» **Yazı**:
28 Aralık 2013 Cumartesi

Goa



Mumbai’de gece 23.45 de başlayan yolculuğumuz 12.15 de Goa Eyaletinin Madgaon şehrinde sona erdi. İstasyonda taksi durağının gişesine para ödeyerek taksi tuttuk. Burada taksilerin km olarak ücretleri belirli ve istediğiniz taksi ile anlaşamıyorsunuz, sırası gelene binmek zorundasınız. Taksi ile kalacağımız yer olan Calangut’a giderken yol kenarlarındaki karpuz satıcıları, ülkemizdeki yol kenarı satıcılarını anımsattı.
Yol kenarında karpuz iyi satılır
Goa eyaleti, 1961 yılına kadar Portekiz sömürgesiymiş. 1961 yılında Portekizliler çekildikten sonra Hindistan’ın güney eyaletlerinden biri olmuş. Eyaletin yönetim merkezi Panaji şehri. Goa’nın yerel halkı konkaniler ve eyaletin resmi dili konkanca yalnızca burada konuşuluyor. Portekiz sömürgesi olmasından dolayı halkın büyük çoğunluğu Katolik Hıristiyanlardan oluşuyor. Elbette Hindu ve Müslümanlarda var ama çoğunluk hıristiyan. Bu nedenle kilise ve şapellere rastlayabiliyorsunuz. Madgaon ve Mapusa diğer büyük şehirleri. Goa turizm ve diğer doğal kaynaklar açısından oldukça zengin, bu nedenle halkın refah düzeyi de yüksek. Sahil kenarındaki beldelerin hepsi turizmle gelişmiş durumda.

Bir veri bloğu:
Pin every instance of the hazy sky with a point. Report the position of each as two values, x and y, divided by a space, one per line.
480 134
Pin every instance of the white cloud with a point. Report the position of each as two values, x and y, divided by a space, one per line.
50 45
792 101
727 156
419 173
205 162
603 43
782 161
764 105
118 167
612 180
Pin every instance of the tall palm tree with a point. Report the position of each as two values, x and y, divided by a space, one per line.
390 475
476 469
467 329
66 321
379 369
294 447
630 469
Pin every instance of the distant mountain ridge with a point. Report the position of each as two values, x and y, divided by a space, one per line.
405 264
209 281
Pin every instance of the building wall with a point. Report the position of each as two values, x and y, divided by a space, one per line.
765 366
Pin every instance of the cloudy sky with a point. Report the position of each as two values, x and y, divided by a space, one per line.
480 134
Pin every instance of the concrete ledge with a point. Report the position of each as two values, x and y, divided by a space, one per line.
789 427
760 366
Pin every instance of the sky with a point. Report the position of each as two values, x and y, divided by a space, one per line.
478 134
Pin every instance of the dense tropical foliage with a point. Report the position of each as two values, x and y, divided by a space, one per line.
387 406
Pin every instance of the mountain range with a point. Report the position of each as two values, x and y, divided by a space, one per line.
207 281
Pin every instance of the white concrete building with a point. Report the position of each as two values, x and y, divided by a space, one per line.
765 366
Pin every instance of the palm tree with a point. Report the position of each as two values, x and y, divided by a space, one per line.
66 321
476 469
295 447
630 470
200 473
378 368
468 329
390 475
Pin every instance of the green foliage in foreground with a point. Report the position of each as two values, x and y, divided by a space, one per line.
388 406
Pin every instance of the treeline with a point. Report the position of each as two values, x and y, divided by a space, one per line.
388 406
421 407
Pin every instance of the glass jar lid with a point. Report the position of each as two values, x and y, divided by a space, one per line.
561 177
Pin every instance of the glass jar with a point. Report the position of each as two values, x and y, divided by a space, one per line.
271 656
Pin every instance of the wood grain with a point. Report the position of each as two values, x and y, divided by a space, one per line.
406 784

» **Kısa Görev A**:
Goa hakkındaki yazıya göre eyalet halkının büyük çoğunluğunun neden Katolik Hıristiyan olduğunu bir ile üç cümleyle açıklayın.
» **Kısa Görev B**:
Goa hakkındaki yazıda Goa eyaletine ait şehir olarak anılan yerlerin hepsini sıralayın.
» **Kısa Görev C**:
Goa hakkındaki yazıyı son cümlesinin ardından kaldığı yerden sürdürün.

» **Görev Yanıtı A**:
Goa 1961 yılına kadar Portekiz sömürgesiydi. Bu yüzden halkın büyük çoğunluğu Katolik Hıristiyanlardan oluşuyor.

» **Görev Yanıtı B**:
Madgaon, Panaji, Mapusa

» **Görev Yanıtı C**:
Goa’ya geldiğimizde iklim değişti. Kokonat ağaçları, sebze bahçeleri, yol kenarlarındaki begonviller ve sıcak hava yaz mevsimine ulaştığımızı gösteriyordu. Yaklaşık 40 dakikalık yolculuk sonrası Calangut’a ulaştık. Burada 10 gün kalacağız. Her gün denize girmeyi planlıyorum. Günlüğü 600 rupiden pansiyon odası tuttuk. Pansiyonun sahipleri altımızdaki odada yaşıyorlardı. Odamızda tv, buzdolabı, sıcak su ve tabii vantilatör vardı. Buzdolabının içinde su, soda, bira ve kolalı içecekler vardı, fiyatları bakkaldakiyle aynı fiyattandı. Üstümüze yazlık giysilerimizi giydik ve etrafı dolaşmaya çıktık. Bizim turistik kasabalardan hiçbir farkı olmayan bir yer. Turistler için hediyelik eşya dükkânları, sokak satıcıları,  yolda gezen turistler, tatoo yapanlar, meyve satıcıları, takı satıcıları, mayo ve deniz malzemesi satıcıları, içki dükkânları… Kajuraho’da banka gibi korunan içki dükkânı, Pushkar’da içkinin adının dahi geçmemesinden sonra, Calangut’ta bol miktarda içki dükkânı görmek hoşa giden bir manzaraydı. En çok görülen kaju meyvesinden yapılan fenny adında bir içki (bir tür votka). Fenny limon suyu ile şut olarak içiliyor.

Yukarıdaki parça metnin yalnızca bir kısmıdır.